Once the line containing "Then put one point on each instance of the sky" is located, output it and every line after it through the end of the records, exactly as written and nothing else.

• • • • •

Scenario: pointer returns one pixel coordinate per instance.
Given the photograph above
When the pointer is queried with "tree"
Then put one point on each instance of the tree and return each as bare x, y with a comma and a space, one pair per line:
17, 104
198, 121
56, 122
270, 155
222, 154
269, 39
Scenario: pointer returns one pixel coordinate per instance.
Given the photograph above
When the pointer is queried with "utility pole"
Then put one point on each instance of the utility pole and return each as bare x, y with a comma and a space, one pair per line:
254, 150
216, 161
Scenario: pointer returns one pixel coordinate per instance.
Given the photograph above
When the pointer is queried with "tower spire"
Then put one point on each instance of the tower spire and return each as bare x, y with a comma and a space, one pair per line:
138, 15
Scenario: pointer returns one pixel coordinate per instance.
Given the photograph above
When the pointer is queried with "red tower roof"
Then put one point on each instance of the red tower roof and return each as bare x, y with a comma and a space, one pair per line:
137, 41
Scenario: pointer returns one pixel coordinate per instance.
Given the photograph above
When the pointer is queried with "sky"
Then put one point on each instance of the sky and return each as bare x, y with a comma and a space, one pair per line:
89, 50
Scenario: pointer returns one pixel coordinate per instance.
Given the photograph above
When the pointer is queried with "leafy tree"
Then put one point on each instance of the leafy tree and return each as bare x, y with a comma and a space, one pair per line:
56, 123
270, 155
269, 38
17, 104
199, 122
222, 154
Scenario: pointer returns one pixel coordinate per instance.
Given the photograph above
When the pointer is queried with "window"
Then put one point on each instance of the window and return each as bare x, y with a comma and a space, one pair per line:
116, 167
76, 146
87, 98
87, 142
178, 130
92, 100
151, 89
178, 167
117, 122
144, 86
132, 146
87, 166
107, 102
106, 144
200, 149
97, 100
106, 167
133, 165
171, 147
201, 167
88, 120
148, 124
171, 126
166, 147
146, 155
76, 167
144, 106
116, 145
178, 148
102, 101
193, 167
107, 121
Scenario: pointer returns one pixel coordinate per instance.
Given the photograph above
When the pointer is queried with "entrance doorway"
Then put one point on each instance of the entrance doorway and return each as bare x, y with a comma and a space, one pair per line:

• • • • •

◆ **Result**
Then put one point on each instance of the sky and return each as bare x, y with a comma and a space, one pair per line:
89, 50
Scenario: pointer returns one pixel coordinate per instance.
Given the photograph above
When the pointer is queried with "leafy tree"
Then put one point on each instance of the leafy tree and return each as bare x, y with a comma and a space, one pair per line:
56, 123
270, 155
269, 38
17, 104
199, 122
222, 154
Scenario: pointer returns one pixel coordinate per instance.
Given the photograph above
When the pointer is queried with "window"
Then put one point on each instance of the window and return each as bare x, y with a comma and a space, one pair per line:
116, 167
76, 146
87, 98
87, 142
178, 130
92, 100
151, 89
178, 167
117, 122
144, 86
132, 146
87, 166
107, 102
106, 144
200, 149
97, 100
106, 167
133, 165
171, 147
201, 167
88, 120
148, 124
171, 126
166, 147
146, 155
76, 167
144, 106
116, 145
178, 148
102, 101
193, 167
107, 121
Scenario: pointer returns one pixel coordinate per instance.
Given the photograph above
When the pointer is queried with "entrance doorway"
Then put one point on each instance of the entrance doorway and return each as bare x, y with a comma and a space, one pair per line:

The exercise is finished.